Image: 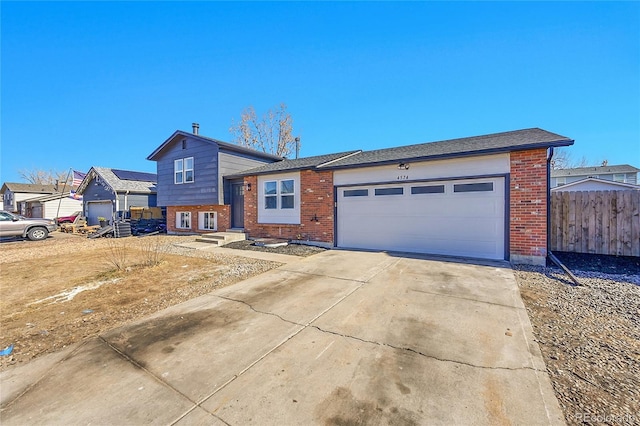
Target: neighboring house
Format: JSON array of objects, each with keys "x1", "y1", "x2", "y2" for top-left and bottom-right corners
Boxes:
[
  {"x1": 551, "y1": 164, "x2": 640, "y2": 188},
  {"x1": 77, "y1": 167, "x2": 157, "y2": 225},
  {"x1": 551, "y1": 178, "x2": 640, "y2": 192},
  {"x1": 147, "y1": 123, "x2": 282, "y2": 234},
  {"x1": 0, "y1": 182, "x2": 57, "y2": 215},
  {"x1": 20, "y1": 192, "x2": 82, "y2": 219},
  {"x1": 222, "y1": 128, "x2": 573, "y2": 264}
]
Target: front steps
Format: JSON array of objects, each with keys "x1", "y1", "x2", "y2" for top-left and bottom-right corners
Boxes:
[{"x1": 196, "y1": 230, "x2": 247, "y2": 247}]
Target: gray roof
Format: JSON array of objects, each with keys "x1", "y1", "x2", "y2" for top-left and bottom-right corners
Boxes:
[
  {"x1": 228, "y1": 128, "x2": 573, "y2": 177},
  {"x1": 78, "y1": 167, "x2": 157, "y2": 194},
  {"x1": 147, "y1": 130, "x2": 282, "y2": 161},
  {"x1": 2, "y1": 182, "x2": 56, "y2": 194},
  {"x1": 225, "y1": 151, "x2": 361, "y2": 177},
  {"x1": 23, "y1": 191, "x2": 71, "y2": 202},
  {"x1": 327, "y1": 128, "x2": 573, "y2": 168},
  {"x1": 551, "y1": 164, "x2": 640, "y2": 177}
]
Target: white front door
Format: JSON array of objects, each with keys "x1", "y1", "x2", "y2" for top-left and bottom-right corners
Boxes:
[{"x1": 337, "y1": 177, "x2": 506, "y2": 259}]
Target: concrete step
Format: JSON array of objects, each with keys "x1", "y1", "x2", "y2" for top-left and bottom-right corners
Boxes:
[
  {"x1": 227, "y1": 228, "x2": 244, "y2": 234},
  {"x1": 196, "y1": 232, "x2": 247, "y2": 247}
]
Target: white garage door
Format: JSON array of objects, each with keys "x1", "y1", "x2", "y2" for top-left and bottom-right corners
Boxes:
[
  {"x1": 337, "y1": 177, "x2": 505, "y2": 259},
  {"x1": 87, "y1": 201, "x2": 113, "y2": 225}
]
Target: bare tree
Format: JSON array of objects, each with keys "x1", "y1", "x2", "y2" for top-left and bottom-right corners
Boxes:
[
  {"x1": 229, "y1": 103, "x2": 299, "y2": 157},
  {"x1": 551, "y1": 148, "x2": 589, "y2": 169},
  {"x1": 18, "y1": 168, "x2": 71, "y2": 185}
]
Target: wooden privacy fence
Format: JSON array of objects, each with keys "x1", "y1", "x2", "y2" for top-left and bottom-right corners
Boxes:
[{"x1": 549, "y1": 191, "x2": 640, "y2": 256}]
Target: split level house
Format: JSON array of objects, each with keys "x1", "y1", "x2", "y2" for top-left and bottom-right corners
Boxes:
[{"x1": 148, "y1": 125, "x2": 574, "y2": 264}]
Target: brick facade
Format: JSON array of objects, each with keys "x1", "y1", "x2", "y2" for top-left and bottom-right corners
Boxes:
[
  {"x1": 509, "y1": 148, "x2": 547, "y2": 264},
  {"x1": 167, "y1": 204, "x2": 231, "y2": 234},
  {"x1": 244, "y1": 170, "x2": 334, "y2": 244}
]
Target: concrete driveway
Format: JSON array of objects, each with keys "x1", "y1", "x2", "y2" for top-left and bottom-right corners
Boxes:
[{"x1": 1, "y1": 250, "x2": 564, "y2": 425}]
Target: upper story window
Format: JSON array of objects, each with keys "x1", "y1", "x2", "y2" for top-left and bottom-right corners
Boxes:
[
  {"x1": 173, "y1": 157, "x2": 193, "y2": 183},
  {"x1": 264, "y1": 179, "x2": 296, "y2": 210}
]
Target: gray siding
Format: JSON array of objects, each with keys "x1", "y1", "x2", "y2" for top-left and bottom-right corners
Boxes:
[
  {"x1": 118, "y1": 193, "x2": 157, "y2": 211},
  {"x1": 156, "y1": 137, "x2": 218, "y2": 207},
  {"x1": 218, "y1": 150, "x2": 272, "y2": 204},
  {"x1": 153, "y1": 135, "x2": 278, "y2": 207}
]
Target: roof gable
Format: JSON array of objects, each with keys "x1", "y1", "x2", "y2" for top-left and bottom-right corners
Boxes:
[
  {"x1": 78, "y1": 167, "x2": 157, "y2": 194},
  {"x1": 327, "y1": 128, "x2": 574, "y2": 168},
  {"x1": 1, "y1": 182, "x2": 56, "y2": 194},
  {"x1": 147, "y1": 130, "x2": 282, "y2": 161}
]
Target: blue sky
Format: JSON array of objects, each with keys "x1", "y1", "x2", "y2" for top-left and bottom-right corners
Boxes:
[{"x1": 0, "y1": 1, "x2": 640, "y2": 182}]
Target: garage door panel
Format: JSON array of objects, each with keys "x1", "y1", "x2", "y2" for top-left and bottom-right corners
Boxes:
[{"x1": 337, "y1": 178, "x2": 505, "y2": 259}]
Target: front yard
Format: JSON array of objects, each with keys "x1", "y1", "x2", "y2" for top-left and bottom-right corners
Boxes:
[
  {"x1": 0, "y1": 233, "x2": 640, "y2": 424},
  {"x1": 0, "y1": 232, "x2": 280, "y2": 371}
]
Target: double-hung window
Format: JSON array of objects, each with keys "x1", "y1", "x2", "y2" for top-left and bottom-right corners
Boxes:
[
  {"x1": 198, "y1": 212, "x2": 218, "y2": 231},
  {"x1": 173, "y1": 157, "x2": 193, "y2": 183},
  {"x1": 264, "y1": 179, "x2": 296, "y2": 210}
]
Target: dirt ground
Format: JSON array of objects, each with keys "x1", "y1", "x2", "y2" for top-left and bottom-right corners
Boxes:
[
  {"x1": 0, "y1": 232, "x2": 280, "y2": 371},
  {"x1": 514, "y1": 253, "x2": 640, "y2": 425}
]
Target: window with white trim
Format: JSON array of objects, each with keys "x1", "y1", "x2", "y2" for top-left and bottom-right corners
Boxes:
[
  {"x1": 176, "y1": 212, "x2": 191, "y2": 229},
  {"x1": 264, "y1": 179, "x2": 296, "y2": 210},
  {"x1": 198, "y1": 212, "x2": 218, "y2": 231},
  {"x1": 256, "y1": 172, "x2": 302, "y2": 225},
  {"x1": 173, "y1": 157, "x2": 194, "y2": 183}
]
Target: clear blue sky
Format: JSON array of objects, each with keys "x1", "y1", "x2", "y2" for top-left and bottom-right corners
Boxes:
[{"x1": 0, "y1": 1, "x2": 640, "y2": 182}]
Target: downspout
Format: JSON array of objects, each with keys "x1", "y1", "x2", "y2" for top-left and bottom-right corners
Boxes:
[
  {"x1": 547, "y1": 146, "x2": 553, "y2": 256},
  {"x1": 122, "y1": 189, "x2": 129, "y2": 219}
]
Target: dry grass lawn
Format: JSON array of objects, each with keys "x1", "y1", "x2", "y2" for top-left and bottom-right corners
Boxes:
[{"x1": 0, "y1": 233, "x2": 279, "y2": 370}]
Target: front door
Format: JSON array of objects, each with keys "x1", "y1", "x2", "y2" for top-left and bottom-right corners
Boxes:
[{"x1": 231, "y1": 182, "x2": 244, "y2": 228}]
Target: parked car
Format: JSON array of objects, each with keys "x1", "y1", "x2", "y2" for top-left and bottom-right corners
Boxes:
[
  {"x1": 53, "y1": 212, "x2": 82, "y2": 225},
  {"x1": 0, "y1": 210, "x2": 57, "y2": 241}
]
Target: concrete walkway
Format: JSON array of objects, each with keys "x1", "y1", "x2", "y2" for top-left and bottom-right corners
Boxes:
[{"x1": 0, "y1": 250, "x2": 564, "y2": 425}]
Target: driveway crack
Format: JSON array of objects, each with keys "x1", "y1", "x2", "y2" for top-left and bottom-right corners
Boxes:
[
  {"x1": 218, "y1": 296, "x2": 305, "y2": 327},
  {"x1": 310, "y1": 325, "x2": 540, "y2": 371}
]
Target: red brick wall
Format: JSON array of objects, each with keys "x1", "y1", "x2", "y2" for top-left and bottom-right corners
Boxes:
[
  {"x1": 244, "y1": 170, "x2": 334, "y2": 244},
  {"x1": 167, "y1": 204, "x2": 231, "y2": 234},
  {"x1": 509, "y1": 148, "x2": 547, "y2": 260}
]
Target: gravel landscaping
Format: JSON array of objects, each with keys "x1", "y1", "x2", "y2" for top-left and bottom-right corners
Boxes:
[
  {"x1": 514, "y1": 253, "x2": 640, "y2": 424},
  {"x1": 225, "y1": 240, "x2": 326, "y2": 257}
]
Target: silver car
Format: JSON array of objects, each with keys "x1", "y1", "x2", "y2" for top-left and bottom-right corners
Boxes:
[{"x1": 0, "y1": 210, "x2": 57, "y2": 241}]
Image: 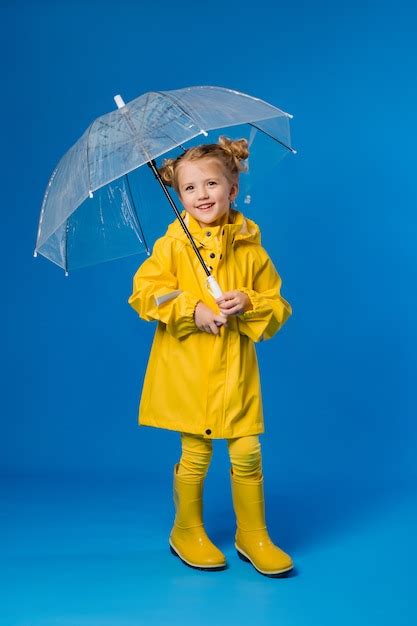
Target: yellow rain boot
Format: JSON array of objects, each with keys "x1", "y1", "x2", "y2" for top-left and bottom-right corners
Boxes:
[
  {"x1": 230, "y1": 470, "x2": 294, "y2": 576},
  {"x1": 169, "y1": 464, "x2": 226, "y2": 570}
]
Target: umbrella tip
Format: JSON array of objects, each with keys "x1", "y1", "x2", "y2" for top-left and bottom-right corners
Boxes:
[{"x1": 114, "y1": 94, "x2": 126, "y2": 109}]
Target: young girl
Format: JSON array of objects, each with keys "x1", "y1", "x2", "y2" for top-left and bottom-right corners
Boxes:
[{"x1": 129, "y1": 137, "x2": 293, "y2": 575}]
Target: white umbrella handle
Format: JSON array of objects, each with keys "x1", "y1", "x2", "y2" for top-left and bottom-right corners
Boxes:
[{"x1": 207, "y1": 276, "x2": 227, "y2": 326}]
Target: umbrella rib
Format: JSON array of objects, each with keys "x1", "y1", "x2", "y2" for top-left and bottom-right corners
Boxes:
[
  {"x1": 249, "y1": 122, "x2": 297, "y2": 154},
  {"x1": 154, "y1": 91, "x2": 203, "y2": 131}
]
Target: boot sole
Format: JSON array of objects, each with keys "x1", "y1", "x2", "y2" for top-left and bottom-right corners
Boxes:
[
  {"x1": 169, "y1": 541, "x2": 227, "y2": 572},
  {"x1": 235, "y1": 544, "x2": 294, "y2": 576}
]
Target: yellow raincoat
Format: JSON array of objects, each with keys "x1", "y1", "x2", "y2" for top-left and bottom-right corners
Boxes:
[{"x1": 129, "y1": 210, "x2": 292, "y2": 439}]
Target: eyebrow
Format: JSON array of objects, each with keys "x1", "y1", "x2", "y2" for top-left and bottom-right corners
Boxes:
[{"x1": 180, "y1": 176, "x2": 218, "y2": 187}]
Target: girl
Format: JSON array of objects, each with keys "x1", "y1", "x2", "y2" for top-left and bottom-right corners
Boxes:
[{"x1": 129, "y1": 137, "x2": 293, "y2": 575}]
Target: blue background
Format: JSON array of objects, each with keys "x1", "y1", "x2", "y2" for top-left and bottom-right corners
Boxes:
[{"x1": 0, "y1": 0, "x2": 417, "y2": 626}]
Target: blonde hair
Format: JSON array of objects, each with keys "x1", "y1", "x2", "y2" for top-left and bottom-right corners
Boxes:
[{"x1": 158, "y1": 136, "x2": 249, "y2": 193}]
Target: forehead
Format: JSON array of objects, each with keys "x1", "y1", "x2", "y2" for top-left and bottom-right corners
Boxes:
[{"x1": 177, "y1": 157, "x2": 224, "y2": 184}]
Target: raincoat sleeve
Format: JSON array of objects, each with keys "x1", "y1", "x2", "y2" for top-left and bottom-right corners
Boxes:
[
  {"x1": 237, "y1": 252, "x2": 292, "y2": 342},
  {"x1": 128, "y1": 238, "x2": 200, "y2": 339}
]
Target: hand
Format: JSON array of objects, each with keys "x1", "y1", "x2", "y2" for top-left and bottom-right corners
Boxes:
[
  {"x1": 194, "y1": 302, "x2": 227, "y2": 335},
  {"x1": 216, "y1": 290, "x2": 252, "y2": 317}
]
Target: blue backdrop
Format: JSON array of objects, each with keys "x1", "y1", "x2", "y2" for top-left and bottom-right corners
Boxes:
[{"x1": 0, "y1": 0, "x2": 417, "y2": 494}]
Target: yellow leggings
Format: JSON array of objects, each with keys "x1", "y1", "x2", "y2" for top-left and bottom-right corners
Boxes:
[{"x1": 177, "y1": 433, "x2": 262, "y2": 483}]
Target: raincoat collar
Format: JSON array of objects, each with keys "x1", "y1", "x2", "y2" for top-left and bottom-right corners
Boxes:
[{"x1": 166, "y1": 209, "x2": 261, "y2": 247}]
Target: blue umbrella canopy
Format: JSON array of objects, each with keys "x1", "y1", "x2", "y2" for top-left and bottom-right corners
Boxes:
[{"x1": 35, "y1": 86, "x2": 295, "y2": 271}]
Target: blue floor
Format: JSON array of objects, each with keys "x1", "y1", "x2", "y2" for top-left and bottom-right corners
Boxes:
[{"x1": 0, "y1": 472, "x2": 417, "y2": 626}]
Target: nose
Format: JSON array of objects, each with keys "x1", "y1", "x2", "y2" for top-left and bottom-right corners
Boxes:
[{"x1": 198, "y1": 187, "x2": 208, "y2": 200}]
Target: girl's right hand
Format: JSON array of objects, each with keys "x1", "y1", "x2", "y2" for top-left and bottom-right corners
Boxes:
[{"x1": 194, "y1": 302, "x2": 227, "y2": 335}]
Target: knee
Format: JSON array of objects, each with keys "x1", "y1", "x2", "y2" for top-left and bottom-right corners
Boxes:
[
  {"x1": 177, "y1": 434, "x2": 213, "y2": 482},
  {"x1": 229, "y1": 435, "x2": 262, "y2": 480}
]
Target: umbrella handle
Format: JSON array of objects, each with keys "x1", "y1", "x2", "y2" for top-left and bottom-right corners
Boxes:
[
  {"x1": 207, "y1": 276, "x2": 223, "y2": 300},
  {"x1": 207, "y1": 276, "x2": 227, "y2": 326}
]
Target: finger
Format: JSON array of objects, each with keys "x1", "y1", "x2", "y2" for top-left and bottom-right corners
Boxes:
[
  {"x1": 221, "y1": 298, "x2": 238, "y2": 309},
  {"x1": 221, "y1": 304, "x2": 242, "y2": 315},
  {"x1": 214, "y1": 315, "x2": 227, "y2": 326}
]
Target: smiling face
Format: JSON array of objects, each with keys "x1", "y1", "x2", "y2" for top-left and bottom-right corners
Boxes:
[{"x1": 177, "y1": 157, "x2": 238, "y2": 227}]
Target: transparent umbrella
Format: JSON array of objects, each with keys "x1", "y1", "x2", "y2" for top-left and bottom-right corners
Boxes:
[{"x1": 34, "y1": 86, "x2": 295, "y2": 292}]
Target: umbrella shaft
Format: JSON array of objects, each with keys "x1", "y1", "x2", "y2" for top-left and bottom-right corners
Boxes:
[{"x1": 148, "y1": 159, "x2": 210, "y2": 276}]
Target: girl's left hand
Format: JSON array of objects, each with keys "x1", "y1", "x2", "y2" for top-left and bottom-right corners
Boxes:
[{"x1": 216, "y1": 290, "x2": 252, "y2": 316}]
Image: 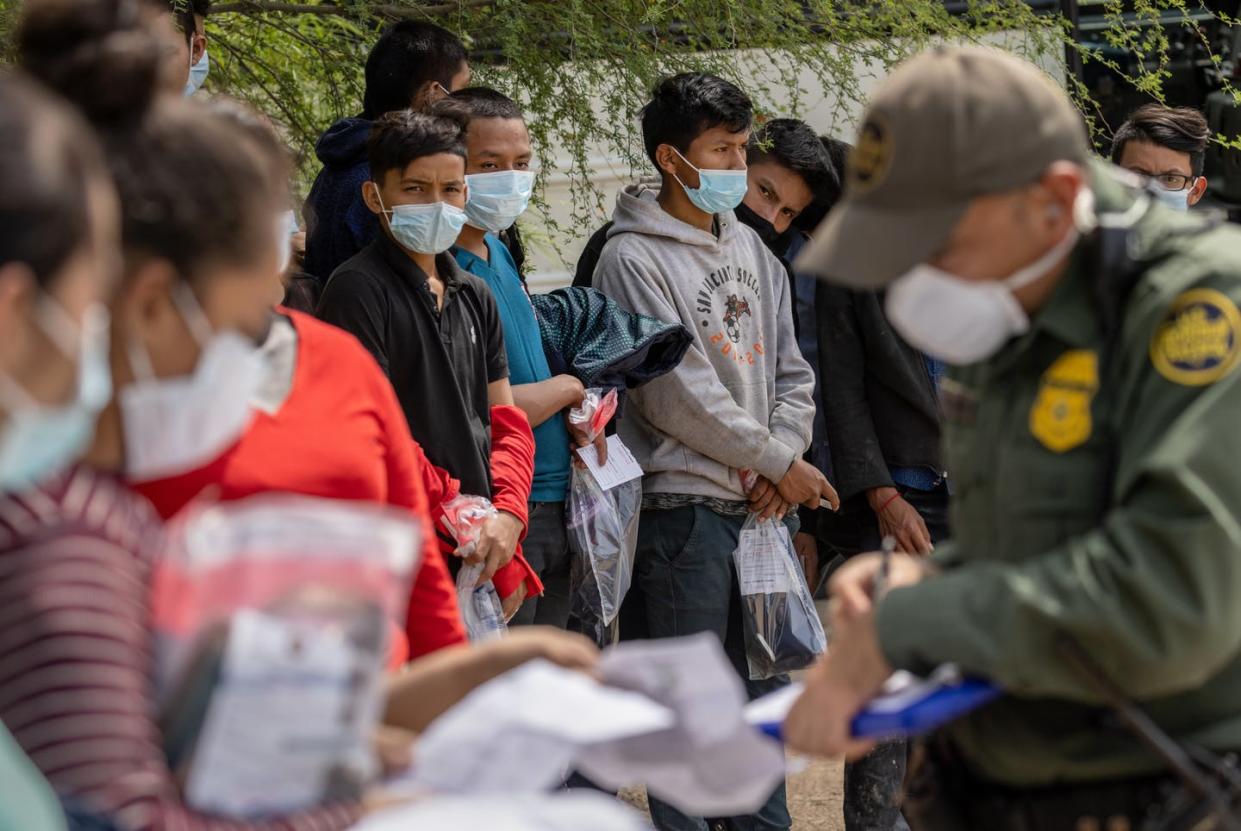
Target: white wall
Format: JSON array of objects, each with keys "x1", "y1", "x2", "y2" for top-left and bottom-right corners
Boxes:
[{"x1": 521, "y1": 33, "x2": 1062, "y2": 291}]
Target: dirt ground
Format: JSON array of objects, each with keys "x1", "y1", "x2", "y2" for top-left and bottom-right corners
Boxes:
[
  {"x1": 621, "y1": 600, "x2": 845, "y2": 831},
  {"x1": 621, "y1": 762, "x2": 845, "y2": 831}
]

┄┄┄┄┄┄┄┄┄┄┄┄┄┄┄┄┄┄┄┄

# Exercise directions:
Gather every line of the records that contains the word "front" and copy each one out in full.

# Exercise answer:
Target: front steps
Target: white front door
Target: front yard
Target: front door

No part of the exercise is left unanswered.